▶ [Data rows]:
+++++

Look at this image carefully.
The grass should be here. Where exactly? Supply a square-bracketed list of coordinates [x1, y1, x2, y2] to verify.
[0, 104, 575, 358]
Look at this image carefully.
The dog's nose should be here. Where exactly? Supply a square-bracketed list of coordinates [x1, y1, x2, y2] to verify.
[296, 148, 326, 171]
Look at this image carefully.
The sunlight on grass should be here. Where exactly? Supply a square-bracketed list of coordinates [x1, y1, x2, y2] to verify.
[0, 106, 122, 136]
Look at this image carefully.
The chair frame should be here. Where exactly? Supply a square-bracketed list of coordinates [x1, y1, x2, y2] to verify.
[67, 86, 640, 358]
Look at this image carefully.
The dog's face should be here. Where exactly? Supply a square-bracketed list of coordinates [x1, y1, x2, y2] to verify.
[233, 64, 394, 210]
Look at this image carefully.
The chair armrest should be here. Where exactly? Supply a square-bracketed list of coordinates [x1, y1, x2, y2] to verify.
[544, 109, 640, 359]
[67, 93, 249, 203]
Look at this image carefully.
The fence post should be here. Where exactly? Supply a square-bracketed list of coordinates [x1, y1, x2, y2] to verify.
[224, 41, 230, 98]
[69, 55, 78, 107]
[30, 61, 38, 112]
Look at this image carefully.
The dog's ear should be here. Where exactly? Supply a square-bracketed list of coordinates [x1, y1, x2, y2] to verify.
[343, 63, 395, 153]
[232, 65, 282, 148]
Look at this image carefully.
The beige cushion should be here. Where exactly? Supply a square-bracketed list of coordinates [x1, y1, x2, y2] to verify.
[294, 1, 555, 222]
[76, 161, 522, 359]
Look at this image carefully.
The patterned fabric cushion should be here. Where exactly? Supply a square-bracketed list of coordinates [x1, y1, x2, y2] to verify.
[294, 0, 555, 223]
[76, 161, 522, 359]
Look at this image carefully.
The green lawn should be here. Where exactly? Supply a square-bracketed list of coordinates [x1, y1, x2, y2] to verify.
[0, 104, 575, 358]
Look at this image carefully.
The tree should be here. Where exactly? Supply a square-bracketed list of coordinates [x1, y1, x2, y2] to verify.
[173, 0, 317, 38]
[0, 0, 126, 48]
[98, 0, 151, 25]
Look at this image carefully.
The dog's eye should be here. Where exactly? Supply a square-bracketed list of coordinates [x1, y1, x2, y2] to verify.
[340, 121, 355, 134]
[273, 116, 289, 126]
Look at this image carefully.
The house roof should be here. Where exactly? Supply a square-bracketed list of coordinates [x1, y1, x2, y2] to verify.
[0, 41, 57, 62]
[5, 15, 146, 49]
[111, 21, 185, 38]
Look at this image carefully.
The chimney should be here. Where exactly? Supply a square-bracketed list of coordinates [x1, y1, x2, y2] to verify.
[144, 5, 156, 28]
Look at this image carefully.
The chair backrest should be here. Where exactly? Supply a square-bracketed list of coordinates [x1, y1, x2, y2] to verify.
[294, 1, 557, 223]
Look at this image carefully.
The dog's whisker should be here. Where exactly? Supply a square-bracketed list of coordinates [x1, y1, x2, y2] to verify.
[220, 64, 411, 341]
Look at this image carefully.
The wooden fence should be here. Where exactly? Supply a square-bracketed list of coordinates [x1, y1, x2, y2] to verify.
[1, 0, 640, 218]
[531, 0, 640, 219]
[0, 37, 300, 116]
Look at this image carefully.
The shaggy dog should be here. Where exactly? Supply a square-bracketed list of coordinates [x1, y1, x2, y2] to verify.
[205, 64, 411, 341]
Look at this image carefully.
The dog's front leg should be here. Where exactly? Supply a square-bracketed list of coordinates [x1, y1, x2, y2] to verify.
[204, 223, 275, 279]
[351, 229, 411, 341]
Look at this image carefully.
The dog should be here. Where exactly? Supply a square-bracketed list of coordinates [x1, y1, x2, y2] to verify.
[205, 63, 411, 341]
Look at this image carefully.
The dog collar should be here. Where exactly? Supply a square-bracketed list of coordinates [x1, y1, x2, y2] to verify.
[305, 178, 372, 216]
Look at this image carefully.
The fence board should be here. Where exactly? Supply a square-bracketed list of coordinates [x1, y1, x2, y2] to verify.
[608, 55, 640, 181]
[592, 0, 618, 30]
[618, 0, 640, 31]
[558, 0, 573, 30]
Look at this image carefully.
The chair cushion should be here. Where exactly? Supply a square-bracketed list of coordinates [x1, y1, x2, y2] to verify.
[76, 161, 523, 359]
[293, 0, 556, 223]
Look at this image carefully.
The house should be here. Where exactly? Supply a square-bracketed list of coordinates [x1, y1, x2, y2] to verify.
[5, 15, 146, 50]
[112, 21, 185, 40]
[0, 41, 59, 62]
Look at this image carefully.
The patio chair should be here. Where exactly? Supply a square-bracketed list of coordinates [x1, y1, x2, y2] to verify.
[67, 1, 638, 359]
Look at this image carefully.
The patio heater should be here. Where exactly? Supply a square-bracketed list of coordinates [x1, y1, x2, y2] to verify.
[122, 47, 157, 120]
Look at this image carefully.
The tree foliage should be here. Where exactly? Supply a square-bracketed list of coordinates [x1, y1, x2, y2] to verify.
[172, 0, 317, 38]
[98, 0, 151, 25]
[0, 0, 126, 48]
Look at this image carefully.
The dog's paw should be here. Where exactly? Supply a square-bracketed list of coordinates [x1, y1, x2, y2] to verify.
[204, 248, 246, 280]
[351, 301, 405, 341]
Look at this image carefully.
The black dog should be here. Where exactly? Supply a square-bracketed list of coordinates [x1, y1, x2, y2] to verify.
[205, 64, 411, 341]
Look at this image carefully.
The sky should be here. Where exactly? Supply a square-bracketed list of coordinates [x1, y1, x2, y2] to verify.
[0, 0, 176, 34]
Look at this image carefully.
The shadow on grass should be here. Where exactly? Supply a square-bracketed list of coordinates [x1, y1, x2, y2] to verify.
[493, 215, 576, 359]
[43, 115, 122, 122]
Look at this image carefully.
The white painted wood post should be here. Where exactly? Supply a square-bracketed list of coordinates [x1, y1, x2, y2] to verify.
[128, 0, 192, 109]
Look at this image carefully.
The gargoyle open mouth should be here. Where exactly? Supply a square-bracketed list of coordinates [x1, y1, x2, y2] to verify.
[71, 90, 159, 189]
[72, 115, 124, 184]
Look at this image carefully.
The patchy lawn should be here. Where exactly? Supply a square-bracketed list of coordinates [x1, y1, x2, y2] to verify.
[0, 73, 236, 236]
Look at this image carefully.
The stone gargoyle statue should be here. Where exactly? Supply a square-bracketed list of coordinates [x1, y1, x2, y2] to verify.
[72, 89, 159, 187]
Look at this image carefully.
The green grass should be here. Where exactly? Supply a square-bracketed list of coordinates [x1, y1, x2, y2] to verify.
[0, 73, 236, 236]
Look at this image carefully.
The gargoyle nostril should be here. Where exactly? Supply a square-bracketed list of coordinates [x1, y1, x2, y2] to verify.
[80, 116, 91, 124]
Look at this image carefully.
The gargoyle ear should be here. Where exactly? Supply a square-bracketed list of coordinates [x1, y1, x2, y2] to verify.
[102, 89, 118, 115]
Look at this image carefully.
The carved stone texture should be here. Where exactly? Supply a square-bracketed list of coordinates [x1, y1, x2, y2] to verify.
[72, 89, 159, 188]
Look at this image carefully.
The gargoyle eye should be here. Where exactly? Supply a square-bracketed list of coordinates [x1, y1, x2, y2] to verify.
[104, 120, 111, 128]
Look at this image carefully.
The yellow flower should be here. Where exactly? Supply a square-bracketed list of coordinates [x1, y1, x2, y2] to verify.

+++++

Pick out every line of the material above that contains the string "fence", and copy each of those lines in full. Case counts: a match must have the same capitals and lowercase letters.

▶ [Full answer]:
The fence post should be here. Where exactly? Supply a square-bracketed list of coordinates [x1, y1, x2, y2] to verify.
The wooden fence should be here. Where exactly? Supply a square-bracketed list of coordinates [x1, y1, x2, y2] to verify.
The fence board should be here. Where exactly? Supply a square-bracketed list of coordinates [x1, y1, x2, y2] to verify.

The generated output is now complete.